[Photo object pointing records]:

■ ■ ■ ■ ■

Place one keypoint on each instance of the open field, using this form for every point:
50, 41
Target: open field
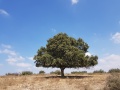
53, 82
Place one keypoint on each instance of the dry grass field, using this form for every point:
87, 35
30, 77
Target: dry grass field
53, 82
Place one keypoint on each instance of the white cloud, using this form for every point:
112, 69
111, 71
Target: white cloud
116, 37
23, 64
108, 62
87, 54
74, 1
30, 58
54, 30
1, 65
6, 46
8, 52
3, 12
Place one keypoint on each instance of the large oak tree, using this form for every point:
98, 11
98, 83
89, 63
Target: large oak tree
63, 51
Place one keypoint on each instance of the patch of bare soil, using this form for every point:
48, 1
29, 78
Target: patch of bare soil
52, 82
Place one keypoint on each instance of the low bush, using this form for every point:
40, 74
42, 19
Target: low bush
113, 82
99, 71
41, 72
114, 70
12, 74
26, 73
56, 72
78, 72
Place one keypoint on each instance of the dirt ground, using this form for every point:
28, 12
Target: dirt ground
53, 82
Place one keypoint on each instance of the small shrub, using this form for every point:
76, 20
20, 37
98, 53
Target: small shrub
41, 72
114, 71
12, 74
113, 82
78, 72
26, 73
56, 72
99, 71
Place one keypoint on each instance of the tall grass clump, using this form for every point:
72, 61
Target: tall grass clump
113, 82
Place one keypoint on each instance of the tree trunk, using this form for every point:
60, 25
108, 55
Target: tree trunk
62, 72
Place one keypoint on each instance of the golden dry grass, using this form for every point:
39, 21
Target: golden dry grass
48, 82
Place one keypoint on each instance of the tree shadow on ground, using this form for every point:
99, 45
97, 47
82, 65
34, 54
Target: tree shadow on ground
69, 77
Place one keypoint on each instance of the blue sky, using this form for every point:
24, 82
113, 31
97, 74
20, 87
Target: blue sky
26, 25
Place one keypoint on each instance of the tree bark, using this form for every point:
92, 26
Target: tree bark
62, 72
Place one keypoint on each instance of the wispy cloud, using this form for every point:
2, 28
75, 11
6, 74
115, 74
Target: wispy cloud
74, 1
8, 52
116, 37
6, 46
30, 58
3, 12
53, 30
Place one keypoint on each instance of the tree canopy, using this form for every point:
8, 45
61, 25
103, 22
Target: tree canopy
63, 51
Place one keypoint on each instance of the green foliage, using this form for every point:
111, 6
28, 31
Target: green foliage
41, 72
78, 72
56, 72
63, 52
99, 71
113, 82
26, 73
114, 70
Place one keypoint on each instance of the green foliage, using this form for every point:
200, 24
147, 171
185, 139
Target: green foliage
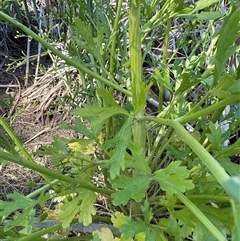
153, 176
172, 177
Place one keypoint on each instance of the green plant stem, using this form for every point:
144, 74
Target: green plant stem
114, 39
164, 63
51, 173
223, 103
214, 167
71, 62
136, 71
40, 233
204, 220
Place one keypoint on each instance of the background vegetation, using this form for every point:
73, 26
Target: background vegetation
156, 116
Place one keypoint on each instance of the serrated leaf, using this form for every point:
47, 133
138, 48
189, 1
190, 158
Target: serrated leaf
82, 205
131, 187
137, 160
117, 161
68, 211
174, 177
131, 228
105, 234
18, 202
118, 219
202, 234
147, 213
169, 201
160, 80
79, 127
215, 137
87, 209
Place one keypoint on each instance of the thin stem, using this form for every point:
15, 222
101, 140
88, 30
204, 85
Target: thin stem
223, 103
204, 220
71, 62
136, 71
51, 173
214, 167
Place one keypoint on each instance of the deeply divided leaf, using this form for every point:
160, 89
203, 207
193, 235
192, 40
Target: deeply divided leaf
130, 188
174, 177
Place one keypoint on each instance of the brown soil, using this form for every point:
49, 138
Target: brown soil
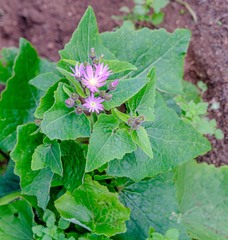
48, 24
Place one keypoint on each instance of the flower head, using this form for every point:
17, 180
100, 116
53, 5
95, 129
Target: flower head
78, 71
93, 79
103, 70
93, 104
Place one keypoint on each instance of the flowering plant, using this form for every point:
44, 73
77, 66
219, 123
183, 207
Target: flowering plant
97, 139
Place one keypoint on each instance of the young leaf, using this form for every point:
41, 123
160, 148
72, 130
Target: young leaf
107, 142
47, 101
16, 221
153, 203
173, 142
120, 95
143, 102
31, 181
7, 58
61, 122
84, 38
45, 80
73, 164
202, 195
48, 155
93, 207
141, 138
146, 49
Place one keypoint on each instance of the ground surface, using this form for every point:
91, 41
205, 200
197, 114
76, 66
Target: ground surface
48, 24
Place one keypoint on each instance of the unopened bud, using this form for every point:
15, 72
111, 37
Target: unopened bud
69, 102
102, 93
138, 121
108, 97
74, 96
79, 110
92, 53
113, 85
130, 121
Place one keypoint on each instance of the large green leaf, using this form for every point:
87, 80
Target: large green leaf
203, 198
125, 90
9, 182
7, 56
107, 142
20, 99
31, 181
60, 122
48, 154
146, 49
73, 164
84, 38
173, 142
93, 207
45, 80
143, 102
153, 203
16, 221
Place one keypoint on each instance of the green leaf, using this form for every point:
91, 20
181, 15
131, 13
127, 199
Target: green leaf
31, 181
47, 101
8, 56
143, 102
45, 81
9, 182
173, 142
152, 203
141, 138
107, 142
16, 221
203, 198
63, 123
73, 164
146, 49
93, 207
84, 38
16, 106
48, 155
117, 66
120, 95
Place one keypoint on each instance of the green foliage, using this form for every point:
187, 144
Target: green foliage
115, 174
93, 207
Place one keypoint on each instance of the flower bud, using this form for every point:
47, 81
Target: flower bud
102, 93
92, 53
113, 85
141, 118
69, 103
74, 96
79, 110
138, 122
130, 121
108, 97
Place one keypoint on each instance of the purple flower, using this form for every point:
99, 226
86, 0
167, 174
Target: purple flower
93, 79
113, 85
94, 104
103, 70
78, 71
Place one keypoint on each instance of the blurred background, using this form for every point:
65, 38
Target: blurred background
49, 24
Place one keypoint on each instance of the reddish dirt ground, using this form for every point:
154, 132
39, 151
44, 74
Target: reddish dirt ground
48, 24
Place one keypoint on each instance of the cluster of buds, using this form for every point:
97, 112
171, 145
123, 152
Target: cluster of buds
135, 122
91, 78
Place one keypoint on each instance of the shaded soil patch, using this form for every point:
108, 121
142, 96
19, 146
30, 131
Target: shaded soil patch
48, 24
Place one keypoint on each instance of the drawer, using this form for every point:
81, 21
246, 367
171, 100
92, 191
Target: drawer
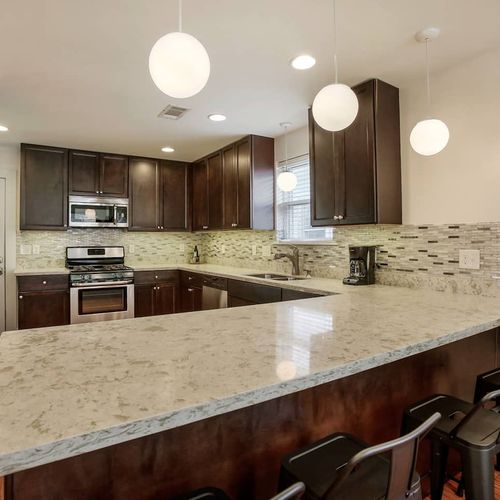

■ ■ ■ ■ ■

[Task requirements]: Pick out each line of the rows that contains the word "head", and copy those lines.

[Finished answer]:
Place one keypoint on each instance of the flower head, using this form for every point:
Target: flower head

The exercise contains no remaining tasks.